Text >>
Figure: NetWare Protocol Suite and the OSI Model.

Gateway Services for NetWare and Client Services for NetWare

Often referred to by its acronym CSNW, Client Services for NetWare is a client redirector, which allows a Windows 2000-based system to connect and authenticate to a NetWare-based server and access the file system. CSNW should be installed when clients need to regularly access NetWare file or print servers. Often, CSNW is not installed in favor of the native Novell client for NetWare, which ships with the Netware product. Installing CSNW is accomplished by choosing to install a Client in the properties of a connection object.

It is worth noting that the installation of CSNW on a Windows 2000 Server is actually done as part of the installation of Gateway Services for NetWare, or GSNW. GSNW will also automatically install NWLink if it hasn’t already been installed on the system. On a Windows 2000 Professional system, an option exists for installing CSNW alone.

Once installed, configuration of the client and gateway elements is actually handled via the GSNW applet in Control Panel. The configuration includes the selection of either a preferred server (in a bindery-based NetWare environment) or of a default tree and context (in an NDS-based environment).

Gateway Services for NetWare is meant to be used in environments in which clients require less frequent access to NetWare-based servers. GSNW makes a Windows 2000 Server act as a gateway (or access point) to resources located on a NetWare server. Using GSNW allows you to eliminate the need for each client system to have CSNW or NWLink installed. Instead, clients access a shared folder on the Windows 2000 system running GSNW, which in turn allows them access to files and folders on the associated NetWare server. In order to configure Windows 2000 as a gateway, a gateway account must be configured using GSNW in Control Panel.

The account used must exist on the NetWare server, and must be a member of a group created on the NetWare server called NTGATEWAY. You must also ensure that the NTGATEWAY group has appropriate trustee rights to access resources on the NetWare server. Once the account has been set up, one or more shares must be created that access the netware server.

In this example, when users access the share called ‘netware’ on the Windows 2000 server, they will actually be accessing the folder ‘resources’ on NetWare server NW1.

NetWare Connectivity in Windows

Windows 2000 still supports some of the NetWare connectivity elements that you may be familiar with from Windows NT 4. The three main elements that you’ll need to be aware of are the configuration of NWLink, Client Services for NetWare (CSNW), and finally Gateway Services for NetWare (GSNW).


NWLink is Microsoft’s version of Novell’s IPX/SPX transport protocol, the native transport protocol in releases of NetWare prior to version 5. Since IPX/SPX is still run in many enterprise networks, it is important to know how Windows 2000 communicates with systems running the IPX/SPX protocol. NWLink is configured in Windows 2000 by choosing to install the protocol in the properties of a connection object, such as a Local Area Connection.

Extracted material >>
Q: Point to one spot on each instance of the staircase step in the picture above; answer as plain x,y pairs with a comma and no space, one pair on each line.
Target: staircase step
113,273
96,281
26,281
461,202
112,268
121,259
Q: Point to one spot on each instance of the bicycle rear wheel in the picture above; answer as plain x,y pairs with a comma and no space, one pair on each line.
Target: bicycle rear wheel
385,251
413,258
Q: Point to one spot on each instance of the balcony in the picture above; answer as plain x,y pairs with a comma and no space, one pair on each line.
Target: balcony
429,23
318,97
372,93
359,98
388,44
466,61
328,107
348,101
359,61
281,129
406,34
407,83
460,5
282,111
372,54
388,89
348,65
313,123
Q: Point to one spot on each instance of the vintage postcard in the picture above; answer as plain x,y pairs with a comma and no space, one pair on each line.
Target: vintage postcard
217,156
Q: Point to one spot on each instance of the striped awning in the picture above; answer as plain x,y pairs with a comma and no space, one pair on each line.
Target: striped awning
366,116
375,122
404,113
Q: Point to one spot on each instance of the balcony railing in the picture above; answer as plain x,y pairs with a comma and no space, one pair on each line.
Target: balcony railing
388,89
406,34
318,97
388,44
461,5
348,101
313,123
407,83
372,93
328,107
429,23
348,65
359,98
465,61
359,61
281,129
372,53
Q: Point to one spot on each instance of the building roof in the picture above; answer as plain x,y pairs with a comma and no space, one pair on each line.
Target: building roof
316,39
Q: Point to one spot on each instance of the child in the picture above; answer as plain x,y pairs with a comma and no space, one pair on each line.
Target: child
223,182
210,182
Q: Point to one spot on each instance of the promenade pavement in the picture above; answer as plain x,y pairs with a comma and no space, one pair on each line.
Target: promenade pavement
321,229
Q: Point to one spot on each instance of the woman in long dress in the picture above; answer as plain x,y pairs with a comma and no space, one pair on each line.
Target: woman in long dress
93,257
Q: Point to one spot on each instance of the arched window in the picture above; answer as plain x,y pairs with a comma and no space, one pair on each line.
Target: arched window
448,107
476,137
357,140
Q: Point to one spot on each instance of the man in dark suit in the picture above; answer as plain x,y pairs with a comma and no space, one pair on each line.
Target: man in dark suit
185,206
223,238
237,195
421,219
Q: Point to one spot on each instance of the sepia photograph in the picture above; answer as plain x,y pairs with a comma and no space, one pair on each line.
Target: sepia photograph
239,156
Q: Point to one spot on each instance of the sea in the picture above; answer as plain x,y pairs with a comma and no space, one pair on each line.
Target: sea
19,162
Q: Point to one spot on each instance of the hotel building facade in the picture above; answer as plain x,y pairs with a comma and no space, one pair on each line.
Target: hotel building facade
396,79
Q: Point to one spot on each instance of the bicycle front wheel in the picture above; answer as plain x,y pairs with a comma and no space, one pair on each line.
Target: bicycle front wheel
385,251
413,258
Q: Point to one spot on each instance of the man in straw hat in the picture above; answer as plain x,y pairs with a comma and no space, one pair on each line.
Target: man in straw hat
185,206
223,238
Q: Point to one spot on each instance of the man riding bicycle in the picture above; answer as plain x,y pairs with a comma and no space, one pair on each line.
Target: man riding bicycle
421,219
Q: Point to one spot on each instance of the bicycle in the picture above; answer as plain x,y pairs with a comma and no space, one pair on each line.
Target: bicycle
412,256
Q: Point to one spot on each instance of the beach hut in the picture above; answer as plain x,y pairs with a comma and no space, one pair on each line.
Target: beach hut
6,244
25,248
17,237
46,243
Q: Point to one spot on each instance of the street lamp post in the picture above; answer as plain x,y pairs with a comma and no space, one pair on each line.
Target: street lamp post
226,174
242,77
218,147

Action item A >>
List the three main NetWare connectivity elements that the text on NetWare connectivity says you need to be aware of in Windows 2000.
Action item B >>
For each of the following statements, say whether it agrees with the text on NetWare connectivity, and quote the words that decide it.
(i) On a Windows 2000 Server, CSNW is installed on its own, separately from GSNW.
(ii) GSNW installs NWLink automatically when NWLink is not already on the system.
(iii) The account used for the gateway must belong to a group on the NetWare server called NTGATEWAY.

Solution A >>
1. The configuration of NWLink
2. Client Services for NetWare (CSNW)
3. Gateway Services for NetWare (GSNW)

Solution B >>
(i) No: "the installation of CSNW on a Windows 2000 Server is actually done as part of the installation of Gateway Services for NetWare, or GSNW."
(ii) Yes: "GSNW will also automatically install NWLink if it hasn’t already been installed on the system."
(iii) Yes: "must be a member of a group created on the NetWare server called NTGATEWAY."